■ **Records supplied**
-- BEGIN --

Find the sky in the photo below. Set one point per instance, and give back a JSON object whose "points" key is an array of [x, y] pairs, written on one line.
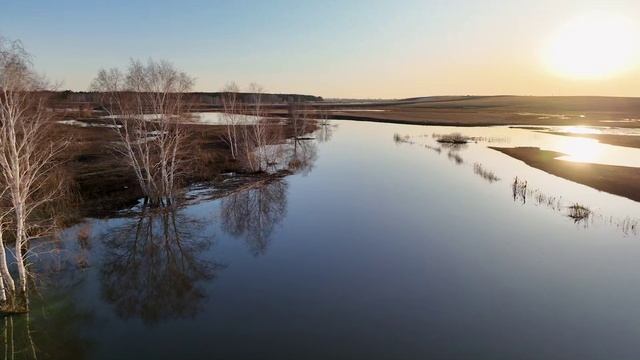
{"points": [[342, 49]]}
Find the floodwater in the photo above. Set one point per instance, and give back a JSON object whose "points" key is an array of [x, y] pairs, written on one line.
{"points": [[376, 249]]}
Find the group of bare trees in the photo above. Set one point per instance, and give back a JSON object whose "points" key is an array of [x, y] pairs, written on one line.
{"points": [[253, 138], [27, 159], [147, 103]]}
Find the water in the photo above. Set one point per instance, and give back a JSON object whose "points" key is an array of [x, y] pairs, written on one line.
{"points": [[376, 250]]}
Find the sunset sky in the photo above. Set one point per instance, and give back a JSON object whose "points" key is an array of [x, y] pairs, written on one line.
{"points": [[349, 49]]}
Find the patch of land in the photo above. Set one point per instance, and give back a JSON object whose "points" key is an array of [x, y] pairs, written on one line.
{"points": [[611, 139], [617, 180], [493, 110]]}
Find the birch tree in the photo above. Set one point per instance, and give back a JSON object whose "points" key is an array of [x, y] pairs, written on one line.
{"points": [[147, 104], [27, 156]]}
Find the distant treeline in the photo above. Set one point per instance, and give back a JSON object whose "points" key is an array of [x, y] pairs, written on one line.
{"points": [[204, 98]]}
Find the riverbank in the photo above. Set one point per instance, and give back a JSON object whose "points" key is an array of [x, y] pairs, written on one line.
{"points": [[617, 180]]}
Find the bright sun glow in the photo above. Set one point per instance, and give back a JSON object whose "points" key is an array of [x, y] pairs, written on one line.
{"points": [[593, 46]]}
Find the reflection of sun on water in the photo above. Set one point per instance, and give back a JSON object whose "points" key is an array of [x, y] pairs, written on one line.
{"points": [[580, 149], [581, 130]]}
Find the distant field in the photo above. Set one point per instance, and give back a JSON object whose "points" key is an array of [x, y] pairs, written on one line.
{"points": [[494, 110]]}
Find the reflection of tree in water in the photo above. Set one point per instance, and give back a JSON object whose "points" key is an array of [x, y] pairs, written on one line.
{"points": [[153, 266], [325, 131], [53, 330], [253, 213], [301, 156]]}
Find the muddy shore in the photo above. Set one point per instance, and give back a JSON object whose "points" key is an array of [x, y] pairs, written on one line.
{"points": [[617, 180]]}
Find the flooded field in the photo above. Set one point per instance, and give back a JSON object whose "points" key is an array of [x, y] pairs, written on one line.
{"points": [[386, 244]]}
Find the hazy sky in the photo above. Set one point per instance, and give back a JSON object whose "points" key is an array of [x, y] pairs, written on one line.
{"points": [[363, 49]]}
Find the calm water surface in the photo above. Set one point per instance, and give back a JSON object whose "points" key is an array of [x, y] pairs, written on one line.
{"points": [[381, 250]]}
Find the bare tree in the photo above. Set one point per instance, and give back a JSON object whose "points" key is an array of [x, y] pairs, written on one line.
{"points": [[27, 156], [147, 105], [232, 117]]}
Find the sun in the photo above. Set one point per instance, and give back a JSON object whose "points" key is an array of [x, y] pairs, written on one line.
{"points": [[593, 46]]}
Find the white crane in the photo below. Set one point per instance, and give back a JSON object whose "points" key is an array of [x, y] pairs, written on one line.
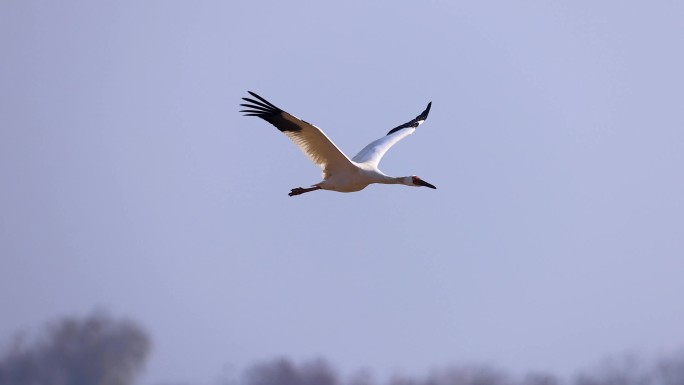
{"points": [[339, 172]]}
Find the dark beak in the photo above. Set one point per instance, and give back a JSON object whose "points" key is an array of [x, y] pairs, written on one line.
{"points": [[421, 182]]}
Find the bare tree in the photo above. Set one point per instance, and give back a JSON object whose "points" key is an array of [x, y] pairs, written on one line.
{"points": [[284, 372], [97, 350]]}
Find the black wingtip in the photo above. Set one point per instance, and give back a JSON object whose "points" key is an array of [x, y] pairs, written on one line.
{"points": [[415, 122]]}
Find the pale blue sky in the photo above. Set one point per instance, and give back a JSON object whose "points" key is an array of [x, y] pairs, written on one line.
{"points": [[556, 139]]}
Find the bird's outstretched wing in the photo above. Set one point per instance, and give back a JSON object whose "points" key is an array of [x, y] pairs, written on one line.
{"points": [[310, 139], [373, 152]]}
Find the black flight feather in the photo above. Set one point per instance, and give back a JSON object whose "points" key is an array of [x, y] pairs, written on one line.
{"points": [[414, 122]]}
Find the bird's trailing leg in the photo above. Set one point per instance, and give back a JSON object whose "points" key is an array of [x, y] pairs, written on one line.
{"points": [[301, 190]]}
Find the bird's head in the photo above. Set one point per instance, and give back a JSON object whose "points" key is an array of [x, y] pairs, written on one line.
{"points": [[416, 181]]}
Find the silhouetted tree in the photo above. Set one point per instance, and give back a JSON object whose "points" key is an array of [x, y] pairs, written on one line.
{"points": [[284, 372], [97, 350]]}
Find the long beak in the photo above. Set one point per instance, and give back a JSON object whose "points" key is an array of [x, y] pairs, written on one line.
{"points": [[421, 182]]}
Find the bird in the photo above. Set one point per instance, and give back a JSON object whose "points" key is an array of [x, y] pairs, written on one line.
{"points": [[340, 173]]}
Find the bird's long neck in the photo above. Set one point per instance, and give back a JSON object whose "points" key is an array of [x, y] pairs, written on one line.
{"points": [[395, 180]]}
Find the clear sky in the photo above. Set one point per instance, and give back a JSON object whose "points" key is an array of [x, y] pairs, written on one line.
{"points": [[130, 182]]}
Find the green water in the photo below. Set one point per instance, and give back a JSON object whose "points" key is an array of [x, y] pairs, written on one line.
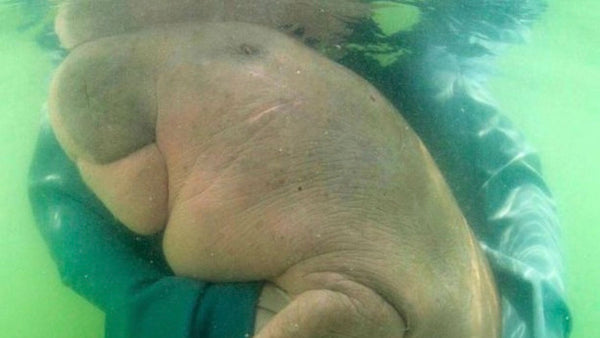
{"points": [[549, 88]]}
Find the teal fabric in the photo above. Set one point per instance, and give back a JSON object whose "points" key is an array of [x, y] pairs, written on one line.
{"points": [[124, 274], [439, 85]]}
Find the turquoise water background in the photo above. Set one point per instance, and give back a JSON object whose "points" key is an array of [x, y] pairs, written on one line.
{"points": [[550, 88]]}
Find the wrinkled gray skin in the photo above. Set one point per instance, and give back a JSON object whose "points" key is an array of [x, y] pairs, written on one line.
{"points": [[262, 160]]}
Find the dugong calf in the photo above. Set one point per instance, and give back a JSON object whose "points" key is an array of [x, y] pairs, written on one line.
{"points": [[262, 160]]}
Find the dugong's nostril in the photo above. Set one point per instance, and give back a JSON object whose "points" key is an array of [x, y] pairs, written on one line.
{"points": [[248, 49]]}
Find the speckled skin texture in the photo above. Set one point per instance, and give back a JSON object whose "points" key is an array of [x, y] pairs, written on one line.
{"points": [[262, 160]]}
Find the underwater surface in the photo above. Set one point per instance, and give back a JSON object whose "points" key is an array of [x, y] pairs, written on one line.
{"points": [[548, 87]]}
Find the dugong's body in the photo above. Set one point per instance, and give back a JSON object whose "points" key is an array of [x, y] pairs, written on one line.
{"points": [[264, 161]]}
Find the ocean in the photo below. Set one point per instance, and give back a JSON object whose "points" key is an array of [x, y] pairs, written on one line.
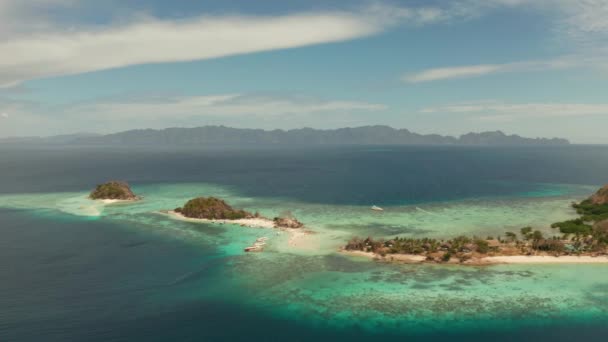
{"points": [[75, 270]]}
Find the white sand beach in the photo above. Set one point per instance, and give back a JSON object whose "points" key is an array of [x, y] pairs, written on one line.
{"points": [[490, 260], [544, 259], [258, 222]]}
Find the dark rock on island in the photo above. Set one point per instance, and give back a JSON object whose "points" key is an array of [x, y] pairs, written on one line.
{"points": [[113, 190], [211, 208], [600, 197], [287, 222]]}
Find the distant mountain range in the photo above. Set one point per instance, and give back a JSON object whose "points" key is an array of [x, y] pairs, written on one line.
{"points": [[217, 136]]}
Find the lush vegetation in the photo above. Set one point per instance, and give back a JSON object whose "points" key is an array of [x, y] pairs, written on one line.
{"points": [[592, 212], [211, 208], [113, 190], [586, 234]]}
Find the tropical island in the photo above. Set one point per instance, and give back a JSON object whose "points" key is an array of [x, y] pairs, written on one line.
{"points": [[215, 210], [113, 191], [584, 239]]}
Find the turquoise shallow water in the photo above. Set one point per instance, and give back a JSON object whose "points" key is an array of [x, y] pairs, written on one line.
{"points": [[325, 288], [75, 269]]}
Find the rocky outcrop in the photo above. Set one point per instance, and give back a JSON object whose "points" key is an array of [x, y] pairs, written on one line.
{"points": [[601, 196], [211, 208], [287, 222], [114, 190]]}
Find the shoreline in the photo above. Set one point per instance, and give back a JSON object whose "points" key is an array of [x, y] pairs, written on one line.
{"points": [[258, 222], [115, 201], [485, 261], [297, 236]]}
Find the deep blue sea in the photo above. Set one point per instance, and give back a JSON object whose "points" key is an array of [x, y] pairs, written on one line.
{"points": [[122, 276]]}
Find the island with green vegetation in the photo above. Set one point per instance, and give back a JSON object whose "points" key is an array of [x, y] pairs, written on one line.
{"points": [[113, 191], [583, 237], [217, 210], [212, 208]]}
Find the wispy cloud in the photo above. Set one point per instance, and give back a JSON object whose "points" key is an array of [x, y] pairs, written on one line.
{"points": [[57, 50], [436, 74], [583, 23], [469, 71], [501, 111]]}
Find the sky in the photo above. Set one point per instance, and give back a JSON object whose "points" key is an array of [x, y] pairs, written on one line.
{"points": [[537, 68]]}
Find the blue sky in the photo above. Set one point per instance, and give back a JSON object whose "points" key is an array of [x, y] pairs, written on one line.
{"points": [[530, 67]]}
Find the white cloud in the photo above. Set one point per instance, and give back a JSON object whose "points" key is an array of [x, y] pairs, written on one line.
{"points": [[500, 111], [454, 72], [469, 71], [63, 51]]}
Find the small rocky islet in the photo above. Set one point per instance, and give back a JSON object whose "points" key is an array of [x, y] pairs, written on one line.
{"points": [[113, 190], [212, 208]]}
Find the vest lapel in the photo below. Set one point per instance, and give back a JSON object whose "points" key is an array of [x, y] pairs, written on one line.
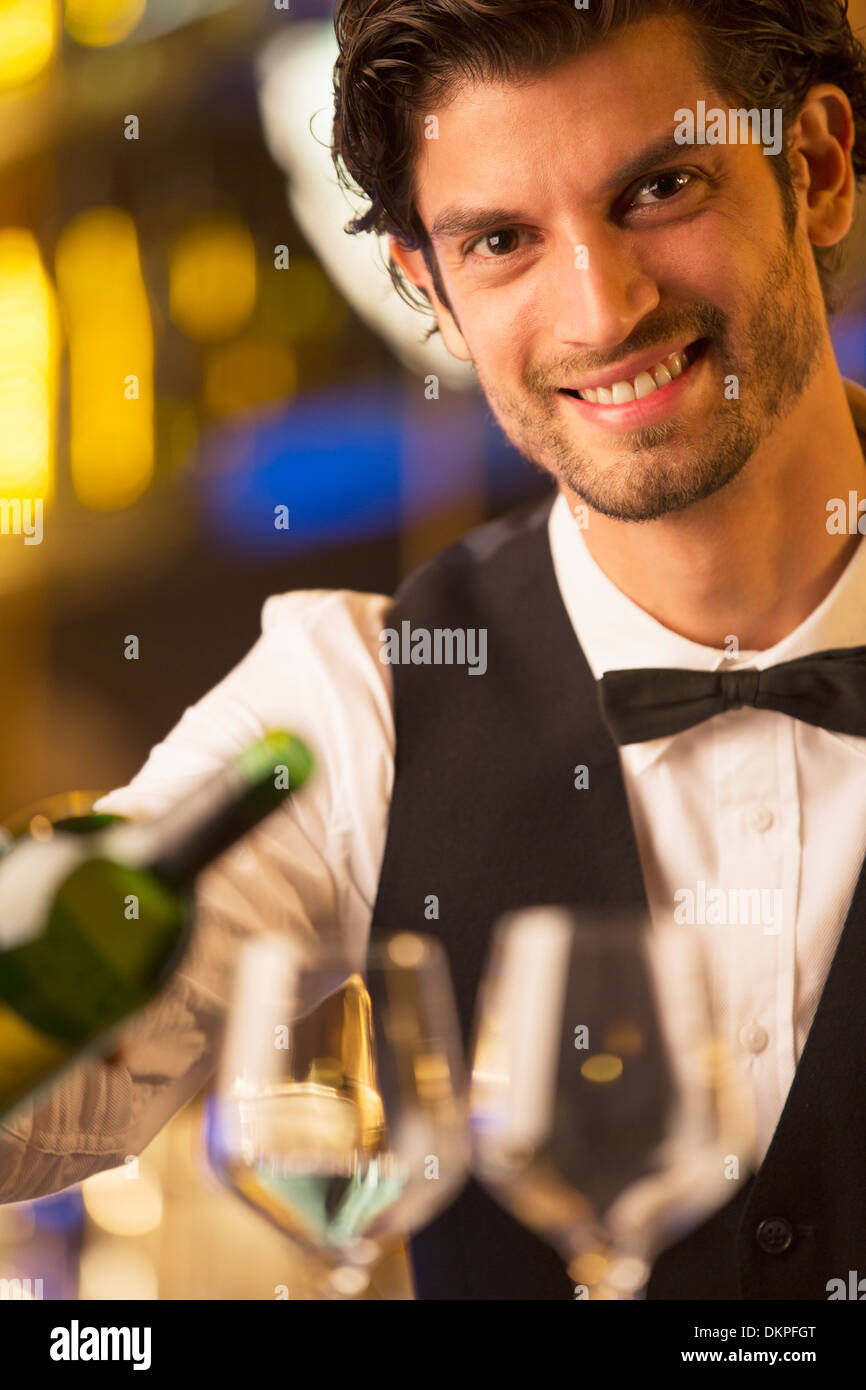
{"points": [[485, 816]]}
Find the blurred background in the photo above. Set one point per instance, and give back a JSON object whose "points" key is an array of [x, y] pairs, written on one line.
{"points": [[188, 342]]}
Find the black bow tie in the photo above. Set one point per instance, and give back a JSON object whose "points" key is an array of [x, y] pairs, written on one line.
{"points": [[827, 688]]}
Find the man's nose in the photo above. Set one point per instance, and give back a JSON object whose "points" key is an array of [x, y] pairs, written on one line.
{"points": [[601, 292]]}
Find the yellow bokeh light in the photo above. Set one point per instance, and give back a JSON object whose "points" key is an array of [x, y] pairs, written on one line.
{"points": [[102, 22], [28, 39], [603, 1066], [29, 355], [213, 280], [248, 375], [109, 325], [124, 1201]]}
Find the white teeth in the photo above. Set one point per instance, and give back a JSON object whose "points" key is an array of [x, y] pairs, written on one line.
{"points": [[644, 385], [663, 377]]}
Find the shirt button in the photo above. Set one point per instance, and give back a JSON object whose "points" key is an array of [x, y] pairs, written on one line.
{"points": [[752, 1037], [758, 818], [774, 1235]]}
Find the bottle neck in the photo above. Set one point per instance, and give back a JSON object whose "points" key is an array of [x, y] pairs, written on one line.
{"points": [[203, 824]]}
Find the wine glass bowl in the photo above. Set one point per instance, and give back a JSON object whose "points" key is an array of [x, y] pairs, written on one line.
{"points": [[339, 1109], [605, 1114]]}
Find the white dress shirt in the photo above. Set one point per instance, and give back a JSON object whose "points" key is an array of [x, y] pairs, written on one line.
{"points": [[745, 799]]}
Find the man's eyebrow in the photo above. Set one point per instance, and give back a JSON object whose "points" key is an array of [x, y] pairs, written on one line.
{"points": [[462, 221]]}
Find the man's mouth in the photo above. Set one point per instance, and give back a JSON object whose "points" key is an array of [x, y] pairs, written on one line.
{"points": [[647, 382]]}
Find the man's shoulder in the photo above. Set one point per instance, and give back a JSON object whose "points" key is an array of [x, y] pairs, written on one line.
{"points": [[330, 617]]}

-- END --

■ **Your goal**
Find the line that contains "Find the man's nose" in the listing above. Retype it and every line after it up to the last, exactly, and nothing else.

■ **Answer to the problem**
Find the man's nose in the photo above. Set one point per instance, and give back a JSON object whose "points" key is an array of [x, y] pairs, written on one line.
{"points": [[601, 292]]}
Find the yellow bokeh light in the photo above. Set one point per instance, and give back a JSON object whose "points" key is an array of [x, y] pairs, written on one line.
{"points": [[102, 22], [28, 39], [603, 1066], [29, 355], [213, 280], [248, 375], [109, 325], [124, 1201]]}
Find the white teeth in the photo above. Set one point per instance, and give back a JSON object whose "points" key is an array of [x, y] pairs, written on one line.
{"points": [[644, 385], [663, 377]]}
Find the shirt button in the photo above. Set one point per instance, and give back a JSON object whose "points" key is an array of [x, y] pairs, written on one line.
{"points": [[752, 1037], [758, 818], [774, 1235]]}
Find the bottle neck in the photo above. Set one point per instance, and give back a JSON object whose "points" key is an array of [x, y] pairs, written on one line.
{"points": [[203, 824]]}
Find the wine glass bowl in the photo above. Set one point per instance, and give back a JSON object whose "points" key is an array of [x, y] pairs, written on one line.
{"points": [[339, 1109], [605, 1114]]}
Find the white dress shirt in the photo above. Set one point per instance, and give back a JSON object whose "points" key is an array of [x, y] pairs, written on one line.
{"points": [[745, 799]]}
Find the man's eyebrow in the photo above. Set one point per instance, and give back a JSON object whose "points" key is an array of [x, y] pairs, written on one line.
{"points": [[462, 221]]}
Find the man's mouth in the photo above. Set one point per instance, and give back a JSON object whose "points" key is an array of [x, y] pairs, written on one line.
{"points": [[647, 382]]}
Find the man's shoulder in the photo above. Set one point per instance, and give back a JSON object whose "points" key is an array of [x, y] pairs, written on one line.
{"points": [[330, 617]]}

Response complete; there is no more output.